* DIRECTIONS
Write out the following data exactly as it appears, line by line.

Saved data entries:
☆ ☆ ☆ ☆

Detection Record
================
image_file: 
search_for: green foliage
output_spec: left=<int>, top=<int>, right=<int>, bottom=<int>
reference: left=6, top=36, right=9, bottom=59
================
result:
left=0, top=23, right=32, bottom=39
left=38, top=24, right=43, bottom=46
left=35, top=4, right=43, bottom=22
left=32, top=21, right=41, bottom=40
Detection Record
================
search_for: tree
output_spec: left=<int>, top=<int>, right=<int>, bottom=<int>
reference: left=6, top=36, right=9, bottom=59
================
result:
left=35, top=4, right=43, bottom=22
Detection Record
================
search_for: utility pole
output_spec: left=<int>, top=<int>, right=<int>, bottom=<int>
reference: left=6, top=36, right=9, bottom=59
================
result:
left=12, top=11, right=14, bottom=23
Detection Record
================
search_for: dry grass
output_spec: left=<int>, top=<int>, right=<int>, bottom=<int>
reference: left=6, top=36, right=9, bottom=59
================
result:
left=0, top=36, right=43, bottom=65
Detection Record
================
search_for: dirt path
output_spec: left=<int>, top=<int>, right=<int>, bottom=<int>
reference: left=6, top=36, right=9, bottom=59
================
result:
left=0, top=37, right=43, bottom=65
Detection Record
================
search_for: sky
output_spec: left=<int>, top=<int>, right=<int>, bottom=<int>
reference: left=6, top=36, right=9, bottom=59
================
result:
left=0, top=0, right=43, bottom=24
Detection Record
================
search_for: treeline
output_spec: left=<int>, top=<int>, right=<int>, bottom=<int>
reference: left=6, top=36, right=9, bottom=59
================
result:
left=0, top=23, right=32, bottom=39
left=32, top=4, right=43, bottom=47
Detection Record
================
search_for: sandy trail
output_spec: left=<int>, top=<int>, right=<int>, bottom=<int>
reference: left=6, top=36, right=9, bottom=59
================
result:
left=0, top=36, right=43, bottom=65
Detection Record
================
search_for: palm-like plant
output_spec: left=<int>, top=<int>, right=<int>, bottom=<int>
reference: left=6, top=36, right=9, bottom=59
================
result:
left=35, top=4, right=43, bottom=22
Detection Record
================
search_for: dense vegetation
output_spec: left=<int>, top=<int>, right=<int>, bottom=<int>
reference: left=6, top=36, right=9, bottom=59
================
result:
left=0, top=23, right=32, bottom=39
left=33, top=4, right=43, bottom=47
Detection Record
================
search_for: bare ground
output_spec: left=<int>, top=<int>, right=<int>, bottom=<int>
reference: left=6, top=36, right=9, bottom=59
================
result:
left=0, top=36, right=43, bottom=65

☆ ☆ ☆ ☆

* CORRECT ANSWER
Detection Record
================
image_file: 
search_for: green foliage
output_spec: left=<int>, top=<int>, right=<int>, bottom=<int>
reference: left=6, top=36, right=9, bottom=59
================
result:
left=0, top=23, right=32, bottom=39
left=38, top=24, right=43, bottom=46
left=35, top=4, right=43, bottom=22
left=32, top=21, right=41, bottom=40
Detection Record
================
search_for: tree
output_spec: left=<int>, top=<int>, right=<int>, bottom=<int>
reference: left=6, top=36, right=9, bottom=59
================
result:
left=35, top=4, right=43, bottom=22
Detection Record
================
search_for: utility pole
output_spec: left=<int>, top=<int>, right=<int>, bottom=<int>
reference: left=6, top=36, right=9, bottom=59
================
result:
left=12, top=11, right=14, bottom=23
Detection Record
================
search_for: dry grass
output_spec: left=<int>, top=<int>, right=<int>, bottom=<int>
reference: left=6, top=36, right=9, bottom=59
================
result:
left=0, top=36, right=43, bottom=65
Detection Record
================
search_for: dirt path
output_spec: left=<int>, top=<int>, right=<int>, bottom=<int>
reference: left=6, top=36, right=9, bottom=59
================
result:
left=0, top=37, right=43, bottom=65
Detection Record
================
search_for: sky
output_spec: left=<int>, top=<int>, right=<int>, bottom=<int>
reference: left=6, top=36, right=9, bottom=59
================
result:
left=0, top=0, right=43, bottom=24
Detection Record
================
search_for: treeline
output_spec: left=<int>, top=<int>, right=<int>, bottom=<int>
reference: left=6, top=36, right=9, bottom=59
================
result:
left=0, top=23, right=32, bottom=39
left=32, top=4, right=43, bottom=47
Detection Record
================
search_for: sandy trail
output_spec: left=<int>, top=<int>, right=<int>, bottom=<int>
reference: left=6, top=36, right=9, bottom=59
================
result:
left=0, top=36, right=43, bottom=65
Detection Record
================
search_for: palm-like plant
output_spec: left=<int>, top=<int>, right=<int>, bottom=<int>
reference: left=6, top=36, right=9, bottom=59
================
result:
left=35, top=4, right=43, bottom=22
Detection Record
================
search_for: dense vegetation
output_spec: left=<int>, top=<int>, right=<int>, bottom=<int>
reference: left=6, top=36, right=9, bottom=59
================
result:
left=0, top=23, right=32, bottom=39
left=33, top=4, right=43, bottom=47
Detection Record
================
search_for: bare ground
output_spec: left=<int>, top=<int>, right=<int>, bottom=<int>
reference: left=6, top=36, right=9, bottom=59
================
result:
left=0, top=36, right=43, bottom=65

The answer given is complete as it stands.